Items listed in a dataset -
---*---

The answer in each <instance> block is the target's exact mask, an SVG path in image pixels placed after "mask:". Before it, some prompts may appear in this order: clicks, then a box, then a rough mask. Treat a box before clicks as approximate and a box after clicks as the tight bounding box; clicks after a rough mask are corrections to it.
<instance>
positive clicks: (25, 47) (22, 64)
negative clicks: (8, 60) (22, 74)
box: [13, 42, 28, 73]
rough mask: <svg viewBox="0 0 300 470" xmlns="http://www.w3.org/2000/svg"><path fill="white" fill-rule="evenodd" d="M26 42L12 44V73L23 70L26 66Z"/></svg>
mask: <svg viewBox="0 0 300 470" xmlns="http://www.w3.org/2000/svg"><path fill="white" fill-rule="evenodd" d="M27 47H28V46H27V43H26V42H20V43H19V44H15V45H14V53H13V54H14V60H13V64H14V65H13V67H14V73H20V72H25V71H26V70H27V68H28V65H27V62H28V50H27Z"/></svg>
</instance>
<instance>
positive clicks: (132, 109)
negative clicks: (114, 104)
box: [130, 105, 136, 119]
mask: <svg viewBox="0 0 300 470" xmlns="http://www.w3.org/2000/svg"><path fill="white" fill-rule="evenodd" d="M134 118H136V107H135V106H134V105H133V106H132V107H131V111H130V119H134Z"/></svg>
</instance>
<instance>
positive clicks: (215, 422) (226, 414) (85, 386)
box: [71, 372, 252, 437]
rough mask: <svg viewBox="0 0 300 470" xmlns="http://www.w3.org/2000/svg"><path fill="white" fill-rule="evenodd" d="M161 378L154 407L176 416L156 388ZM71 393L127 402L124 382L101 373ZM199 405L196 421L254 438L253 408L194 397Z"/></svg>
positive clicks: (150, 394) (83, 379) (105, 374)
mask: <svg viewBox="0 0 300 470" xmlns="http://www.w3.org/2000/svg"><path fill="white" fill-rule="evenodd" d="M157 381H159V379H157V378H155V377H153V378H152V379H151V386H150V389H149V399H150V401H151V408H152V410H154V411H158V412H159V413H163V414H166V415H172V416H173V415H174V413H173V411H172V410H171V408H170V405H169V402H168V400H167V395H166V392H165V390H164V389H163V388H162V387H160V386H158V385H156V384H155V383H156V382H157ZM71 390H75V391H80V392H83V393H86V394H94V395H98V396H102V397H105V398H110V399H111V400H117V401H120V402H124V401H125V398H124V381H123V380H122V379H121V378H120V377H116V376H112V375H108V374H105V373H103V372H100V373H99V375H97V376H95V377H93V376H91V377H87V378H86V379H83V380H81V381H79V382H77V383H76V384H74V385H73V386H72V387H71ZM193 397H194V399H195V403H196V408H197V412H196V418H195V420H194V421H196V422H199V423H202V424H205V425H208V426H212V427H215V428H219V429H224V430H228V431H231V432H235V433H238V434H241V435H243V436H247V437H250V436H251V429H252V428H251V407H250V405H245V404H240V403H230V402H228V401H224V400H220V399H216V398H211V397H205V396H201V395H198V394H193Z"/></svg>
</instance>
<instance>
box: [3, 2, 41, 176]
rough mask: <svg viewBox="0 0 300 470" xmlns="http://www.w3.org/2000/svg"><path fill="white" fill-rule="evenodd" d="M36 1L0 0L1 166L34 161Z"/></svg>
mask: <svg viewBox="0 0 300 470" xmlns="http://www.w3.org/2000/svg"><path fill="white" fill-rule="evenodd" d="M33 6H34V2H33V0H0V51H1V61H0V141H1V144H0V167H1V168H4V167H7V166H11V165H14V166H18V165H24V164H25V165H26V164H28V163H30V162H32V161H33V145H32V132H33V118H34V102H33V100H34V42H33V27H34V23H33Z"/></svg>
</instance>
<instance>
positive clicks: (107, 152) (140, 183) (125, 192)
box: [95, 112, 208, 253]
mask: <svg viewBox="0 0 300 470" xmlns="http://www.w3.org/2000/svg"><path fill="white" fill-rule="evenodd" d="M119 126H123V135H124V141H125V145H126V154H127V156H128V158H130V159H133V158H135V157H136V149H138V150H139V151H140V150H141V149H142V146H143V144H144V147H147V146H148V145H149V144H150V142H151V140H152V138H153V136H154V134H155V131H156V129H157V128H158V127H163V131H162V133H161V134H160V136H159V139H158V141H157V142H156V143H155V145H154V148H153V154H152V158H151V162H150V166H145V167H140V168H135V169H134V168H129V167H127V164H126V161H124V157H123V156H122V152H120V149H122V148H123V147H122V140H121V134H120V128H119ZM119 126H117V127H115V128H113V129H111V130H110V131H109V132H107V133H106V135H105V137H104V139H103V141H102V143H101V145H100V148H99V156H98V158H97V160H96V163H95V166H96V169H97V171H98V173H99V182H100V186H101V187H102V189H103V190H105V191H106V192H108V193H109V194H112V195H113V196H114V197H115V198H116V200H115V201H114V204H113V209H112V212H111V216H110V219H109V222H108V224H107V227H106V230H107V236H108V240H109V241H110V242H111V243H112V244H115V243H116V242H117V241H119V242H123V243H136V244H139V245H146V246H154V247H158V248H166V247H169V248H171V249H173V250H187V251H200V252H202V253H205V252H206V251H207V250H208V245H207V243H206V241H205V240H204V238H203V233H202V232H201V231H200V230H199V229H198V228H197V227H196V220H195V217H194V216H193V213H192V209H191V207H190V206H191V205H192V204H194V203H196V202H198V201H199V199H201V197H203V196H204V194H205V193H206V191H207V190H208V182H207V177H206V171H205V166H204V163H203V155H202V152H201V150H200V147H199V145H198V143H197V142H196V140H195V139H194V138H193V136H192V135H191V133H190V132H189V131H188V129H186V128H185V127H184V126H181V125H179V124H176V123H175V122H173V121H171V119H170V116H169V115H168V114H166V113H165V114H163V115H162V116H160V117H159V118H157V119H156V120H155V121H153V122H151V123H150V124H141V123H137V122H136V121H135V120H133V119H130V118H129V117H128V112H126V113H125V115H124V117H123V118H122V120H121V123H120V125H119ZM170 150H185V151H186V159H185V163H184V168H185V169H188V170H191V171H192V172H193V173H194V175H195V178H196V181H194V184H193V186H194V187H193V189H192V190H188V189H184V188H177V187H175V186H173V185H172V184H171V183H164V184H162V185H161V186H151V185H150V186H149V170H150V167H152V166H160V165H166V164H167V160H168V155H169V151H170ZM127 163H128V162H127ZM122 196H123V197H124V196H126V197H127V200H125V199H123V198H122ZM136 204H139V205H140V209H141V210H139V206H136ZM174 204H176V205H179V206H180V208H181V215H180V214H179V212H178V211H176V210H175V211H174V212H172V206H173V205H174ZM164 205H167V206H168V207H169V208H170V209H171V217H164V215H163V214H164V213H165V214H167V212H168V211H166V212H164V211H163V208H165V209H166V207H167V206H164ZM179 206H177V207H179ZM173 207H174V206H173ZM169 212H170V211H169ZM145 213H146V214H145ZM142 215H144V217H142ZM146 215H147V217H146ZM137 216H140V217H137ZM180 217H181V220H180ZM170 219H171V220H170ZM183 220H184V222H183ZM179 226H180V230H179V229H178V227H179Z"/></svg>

---*---

Required action - Would you please copy every line of the data exactly?

Solution to the problem -
The answer in each <instance> block is the target's exact mask, an SVG path in image pixels placed after "mask:". Before it, some prompts may appear in this order: clicks, then a box, then a rough mask. Treat a box before clicks as approximate and a box after clicks as the tight bounding box; clicks after a rough mask are corrections to it.
<instance>
positive clicks: (25, 47) (22, 64)
negative clicks: (8, 60) (22, 74)
box: [13, 42, 28, 73]
rough mask: <svg viewBox="0 0 300 470" xmlns="http://www.w3.org/2000/svg"><path fill="white" fill-rule="evenodd" d="M26 42L12 44V73L23 70L26 66Z"/></svg>
mask: <svg viewBox="0 0 300 470" xmlns="http://www.w3.org/2000/svg"><path fill="white" fill-rule="evenodd" d="M27 47H28V46H27V43H26V42H20V43H19V44H15V45H14V53H13V54H14V60H13V64H14V65H13V67H14V73H20V72H25V71H26V70H27V68H28V65H27V62H28V50H27Z"/></svg>
</instance>
<instance>
positive clicks: (132, 109)
negative clicks: (114, 104)
box: [130, 105, 136, 119]
mask: <svg viewBox="0 0 300 470" xmlns="http://www.w3.org/2000/svg"><path fill="white" fill-rule="evenodd" d="M134 118H136V107H135V106H134V105H133V106H132V107H131V111H130V119H134Z"/></svg>
</instance>
<instance>
positive clicks: (215, 422) (226, 414) (85, 386)
box: [71, 372, 252, 437]
rough mask: <svg viewBox="0 0 300 470" xmlns="http://www.w3.org/2000/svg"><path fill="white" fill-rule="evenodd" d="M161 378L154 407L176 416L156 388ZM71 393L127 402L124 382L101 373ZM199 405L196 421L254 438L253 408L194 397Z"/></svg>
positive clicks: (150, 394) (83, 379) (105, 374)
mask: <svg viewBox="0 0 300 470" xmlns="http://www.w3.org/2000/svg"><path fill="white" fill-rule="evenodd" d="M157 381H159V379H157V378H155V377H153V378H152V379H151V386H150V389H149V399H150V401H151V408H152V410H154V411H158V412H159V413H163V414H166V415H172V416H173V415H174V413H173V411H172V410H171V408H170V405H169V402H168V400H167V395H166V392H165V390H164V389H163V388H162V387H160V386H158V385H156V384H155V383H156V382H157ZM71 390H75V391H80V392H83V393H86V394H94V395H98V396H102V397H105V398H110V399H111V400H117V401H120V402H124V401H125V398H124V381H123V380H122V379H121V378H120V377H116V376H112V375H108V374H105V373H103V372H100V373H99V375H97V376H95V377H93V376H91V377H87V378H86V379H83V380H81V381H79V382H77V383H76V384H74V385H73V386H72V387H71ZM193 397H194V399H195V403H196V408H197V412H196V418H195V420H194V421H196V422H199V423H202V424H205V425H208V426H212V427H215V428H219V429H224V430H228V431H231V432H235V433H238V434H241V435H243V436H247V437H250V436H251V429H252V428H251V407H250V405H245V404H240V403H230V402H228V401H224V400H220V399H216V398H211V397H205V396H201V395H198V394H193Z"/></svg>
</instance>
<instance>
box: [3, 2, 41, 176]
rough mask: <svg viewBox="0 0 300 470" xmlns="http://www.w3.org/2000/svg"><path fill="white" fill-rule="evenodd" d="M36 1L0 0L1 166L34 161Z"/></svg>
mask: <svg viewBox="0 0 300 470" xmlns="http://www.w3.org/2000/svg"><path fill="white" fill-rule="evenodd" d="M33 6H34V2H33V0H0V51H1V61H0V141H1V144H0V167H1V168H4V167H7V166H11V165H14V166H18V165H24V164H25V165H26V164H28V163H30V162H32V161H33V145H32V132H33V118H34V102H33V100H34V42H33V27H34V23H33Z"/></svg>
</instance>
<instance>
positive clicks: (107, 152) (140, 183) (125, 192)
box: [95, 112, 208, 253]
mask: <svg viewBox="0 0 300 470" xmlns="http://www.w3.org/2000/svg"><path fill="white" fill-rule="evenodd" d="M119 126H123V135H124V141H125V145H126V154H127V156H128V158H130V159H133V158H135V157H136V149H138V150H139V151H140V150H141V149H142V146H143V144H144V147H147V146H148V145H149V144H150V142H151V140H152V138H153V136H154V134H155V131H156V129H157V128H158V127H163V131H162V133H161V134H160V136H159V139H158V141H157V142H156V143H155V145H154V148H153V154H152V158H151V162H150V166H145V167H140V168H135V169H134V168H129V167H127V164H126V161H124V157H123V156H122V152H120V149H122V148H123V147H122V140H121V134H120V128H119ZM119 126H117V127H115V128H113V129H111V130H110V131H109V132H107V133H106V135H105V137H104V139H103V141H102V143H101V145H100V148H99V156H98V158H97V160H96V163H95V166H96V169H97V171H98V173H99V182H100V186H101V187H102V189H103V190H105V191H106V192H108V193H109V194H112V195H113V196H114V197H115V198H116V200H115V201H114V204H113V209H112V212H111V216H110V219H109V222H108V224H107V227H106V230H107V236H108V240H109V241H110V242H111V243H112V244H115V243H116V242H117V241H119V242H123V243H136V244H139V245H146V246H154V247H158V248H166V247H169V248H171V249H173V250H187V251H200V252H202V253H205V252H206V251H207V250H208V245H207V243H206V241H205V240H204V238H203V233H202V232H201V231H200V230H199V229H198V228H197V227H196V220H195V217H194V216H193V213H192V209H191V207H190V206H191V205H192V204H194V203H196V202H198V201H199V199H201V197H203V196H204V194H205V193H206V191H207V190H208V182H207V177H206V171H205V166H204V163H203V155H202V152H201V150H200V147H199V145H198V143H197V142H196V140H195V139H194V138H193V136H192V135H191V133H190V132H189V131H188V129H186V128H185V127H184V126H181V125H179V124H176V123H175V122H173V121H171V119H170V116H169V115H168V114H166V113H165V114H163V115H162V116H160V117H159V118H157V119H156V120H155V121H153V122H151V123H150V124H141V123H137V122H136V121H135V120H133V119H130V118H129V117H128V112H126V113H125V115H124V117H123V118H122V120H121V123H120V125H119ZM170 150H185V151H186V159H185V163H184V168H185V169H188V170H191V171H192V172H193V173H194V175H195V178H196V181H194V184H193V186H194V187H193V189H192V190H188V189H184V188H177V187H175V186H173V185H172V184H171V183H164V184H162V185H161V186H151V185H150V186H149V170H150V167H152V166H160V165H166V164H167V160H168V155H169V151H170ZM127 163H128V162H127ZM122 196H123V197H124V196H126V197H127V200H125V199H123V198H122ZM136 204H139V205H140V209H141V210H139V206H136ZM174 204H176V205H179V206H180V208H181V215H180V214H179V212H178V211H176V210H175V211H174V212H172V206H173V205H174ZM164 205H167V206H168V207H169V208H170V209H171V217H164V215H163V214H164V213H165V214H167V212H168V211H166V212H164V211H163V208H165V209H166V207H167V206H164ZM179 206H177V207H179ZM173 207H174V206H173ZM169 212H170V211H169ZM145 213H146V214H145ZM142 215H144V217H142ZM146 215H147V217H146ZM137 216H140V217H137ZM180 217H181V220H180ZM170 219H171V220H170ZM183 220H184V222H183ZM179 226H180V230H179V229H178V227H179Z"/></svg>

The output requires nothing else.